--- start of Material provided ---

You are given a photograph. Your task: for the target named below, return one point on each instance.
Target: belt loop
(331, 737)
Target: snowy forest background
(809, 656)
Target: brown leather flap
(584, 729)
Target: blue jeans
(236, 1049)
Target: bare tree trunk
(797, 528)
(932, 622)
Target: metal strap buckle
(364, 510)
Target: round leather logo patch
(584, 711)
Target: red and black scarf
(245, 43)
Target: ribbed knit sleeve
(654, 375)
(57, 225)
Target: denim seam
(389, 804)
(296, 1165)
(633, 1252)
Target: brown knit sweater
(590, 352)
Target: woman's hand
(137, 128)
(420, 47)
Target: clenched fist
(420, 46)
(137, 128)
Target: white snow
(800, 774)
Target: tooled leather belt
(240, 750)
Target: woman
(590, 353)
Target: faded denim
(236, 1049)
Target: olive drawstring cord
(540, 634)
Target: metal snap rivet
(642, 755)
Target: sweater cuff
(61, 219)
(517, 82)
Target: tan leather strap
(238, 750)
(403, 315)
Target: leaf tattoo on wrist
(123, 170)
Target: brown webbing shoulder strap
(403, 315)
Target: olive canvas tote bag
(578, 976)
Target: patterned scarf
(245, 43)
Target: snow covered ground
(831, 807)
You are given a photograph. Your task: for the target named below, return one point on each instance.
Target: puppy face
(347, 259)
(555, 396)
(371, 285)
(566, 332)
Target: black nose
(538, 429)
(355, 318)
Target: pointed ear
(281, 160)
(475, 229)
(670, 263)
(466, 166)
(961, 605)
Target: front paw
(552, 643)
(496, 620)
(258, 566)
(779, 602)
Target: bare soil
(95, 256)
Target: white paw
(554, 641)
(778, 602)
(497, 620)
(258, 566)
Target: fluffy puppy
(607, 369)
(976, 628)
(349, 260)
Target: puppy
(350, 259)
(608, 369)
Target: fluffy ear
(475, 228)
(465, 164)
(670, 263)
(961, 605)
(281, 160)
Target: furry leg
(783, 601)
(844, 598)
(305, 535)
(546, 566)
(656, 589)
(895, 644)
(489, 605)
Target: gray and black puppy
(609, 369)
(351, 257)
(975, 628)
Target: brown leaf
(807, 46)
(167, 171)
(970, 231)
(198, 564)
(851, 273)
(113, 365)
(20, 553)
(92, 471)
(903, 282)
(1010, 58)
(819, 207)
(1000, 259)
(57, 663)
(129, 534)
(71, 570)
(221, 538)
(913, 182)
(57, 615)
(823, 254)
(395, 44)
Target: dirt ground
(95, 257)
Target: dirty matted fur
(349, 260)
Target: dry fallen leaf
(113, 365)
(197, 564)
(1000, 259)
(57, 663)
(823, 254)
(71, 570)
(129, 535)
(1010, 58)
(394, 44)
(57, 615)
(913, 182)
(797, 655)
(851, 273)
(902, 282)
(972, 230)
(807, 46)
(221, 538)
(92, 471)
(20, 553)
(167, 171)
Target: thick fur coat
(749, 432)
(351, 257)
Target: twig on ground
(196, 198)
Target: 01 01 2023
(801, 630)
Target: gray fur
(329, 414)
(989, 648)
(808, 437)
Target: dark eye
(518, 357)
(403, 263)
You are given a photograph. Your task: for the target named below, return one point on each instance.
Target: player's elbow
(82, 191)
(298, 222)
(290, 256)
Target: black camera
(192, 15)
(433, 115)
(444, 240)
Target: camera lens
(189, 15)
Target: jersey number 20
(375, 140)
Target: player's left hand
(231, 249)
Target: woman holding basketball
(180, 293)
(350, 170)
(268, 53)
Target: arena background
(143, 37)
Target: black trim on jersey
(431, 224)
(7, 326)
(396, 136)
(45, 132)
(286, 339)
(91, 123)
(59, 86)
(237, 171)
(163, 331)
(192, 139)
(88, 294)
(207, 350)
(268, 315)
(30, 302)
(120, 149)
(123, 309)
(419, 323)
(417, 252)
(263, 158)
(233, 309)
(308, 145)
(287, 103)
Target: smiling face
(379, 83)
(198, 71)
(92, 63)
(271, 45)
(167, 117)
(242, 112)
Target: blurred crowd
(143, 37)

--- end of Material provided ---

Directions:
Write the data out again in full and exactly.

Solved exercise:
You are given a photograph. Your task: for the target named below, return one point on each instance.
Target: belt loop
(331, 737)
Target: snowy forest background
(809, 656)
Target: brown leather flap
(584, 729)
Target: blue jeans
(236, 1049)
Target: bare tree trunk
(797, 528)
(932, 622)
Target: metal strap buckle
(364, 510)
Target: round leather logo patch
(584, 711)
Target: red and black scarf
(245, 43)
Target: ribbed knit sleeve
(654, 375)
(57, 225)
Target: denim seam
(389, 804)
(296, 1165)
(633, 1252)
Target: brown knit sweater
(590, 352)
Target: woman's hand
(137, 128)
(420, 47)
Target: clenched fist
(420, 46)
(137, 128)
Target: white snow
(800, 774)
Target: tooled leather belt
(240, 750)
Target: woman
(590, 353)
Target: faded denim
(236, 1049)
Target: olive drawstring cord
(540, 634)
Target: metal snap rivet
(642, 755)
Target: sweater cuff
(61, 219)
(517, 82)
Target: tan leather strap
(238, 750)
(403, 315)
Target: leaf tattoo on wrist
(123, 170)
Target: brown webbing shoulder strap
(403, 315)
Target: olive canvas tote bag
(578, 976)
Target: patterned scarf
(245, 43)
Target: snow covered ground
(831, 807)
You are given a photograph. Your task: for the target named below, return one point on each instance.
Target: puppy face
(347, 259)
(555, 396)
(371, 285)
(566, 332)
Target: black nose
(538, 429)
(355, 318)
Target: pointed ear
(281, 160)
(475, 229)
(670, 263)
(466, 166)
(961, 605)
Target: front paw
(552, 643)
(496, 620)
(258, 566)
(779, 602)
Target: bare soil
(95, 256)
Target: white paw
(554, 641)
(778, 602)
(497, 620)
(258, 566)
Target: fluffy puppy
(607, 369)
(976, 628)
(349, 260)
Target: puppy
(350, 259)
(608, 369)
Target: fluffy ear
(475, 228)
(465, 164)
(670, 263)
(961, 605)
(281, 160)
Target: furry leg
(783, 601)
(844, 598)
(305, 535)
(546, 566)
(656, 589)
(895, 644)
(489, 605)
Target: gray and black puppy
(609, 369)
(351, 257)
(975, 628)
Target: brown leaf
(807, 46)
(167, 171)
(970, 231)
(198, 564)
(851, 273)
(113, 365)
(20, 553)
(92, 471)
(903, 282)
(1010, 58)
(819, 207)
(1000, 259)
(57, 663)
(129, 534)
(71, 570)
(221, 538)
(913, 182)
(57, 615)
(823, 254)
(395, 44)
Target: dirt ground
(95, 257)
Target: dirty matted fur
(349, 260)
Target: dry fallen leaf
(113, 365)
(197, 564)
(1000, 259)
(57, 663)
(823, 254)
(71, 570)
(129, 535)
(1010, 58)
(394, 44)
(57, 615)
(913, 182)
(797, 655)
(851, 273)
(902, 282)
(972, 230)
(807, 46)
(221, 538)
(92, 471)
(20, 553)
(167, 171)
Target: thick fur coat
(749, 432)
(351, 257)
Target: twig on ground
(196, 198)
Target: 01 01 2023
(801, 630)
Target: gray fur
(329, 414)
(989, 648)
(808, 437)
Target: dark eye
(518, 357)
(403, 263)
You are given a photograph. Your task: for the target named below, return one point on each instance.
Target: player's elbow
(82, 191)
(298, 222)
(290, 256)
Target: black camera
(192, 15)
(433, 115)
(444, 240)
Target: camera lens
(189, 15)
Target: jersey number 20
(375, 140)
Target: player's left hand
(231, 249)
Target: woman holding basketball
(180, 293)
(350, 170)
(268, 53)
Target: arena background
(143, 37)
Target: black trim on jersey
(431, 224)
(7, 326)
(396, 136)
(45, 132)
(286, 339)
(91, 123)
(59, 86)
(237, 171)
(163, 331)
(192, 139)
(88, 294)
(207, 350)
(268, 315)
(30, 302)
(120, 149)
(123, 309)
(419, 323)
(417, 252)
(263, 158)
(233, 309)
(308, 145)
(287, 103)
Target: smiling face
(379, 83)
(198, 71)
(92, 63)
(271, 45)
(167, 117)
(242, 112)
Target: blurred crowd
(143, 37)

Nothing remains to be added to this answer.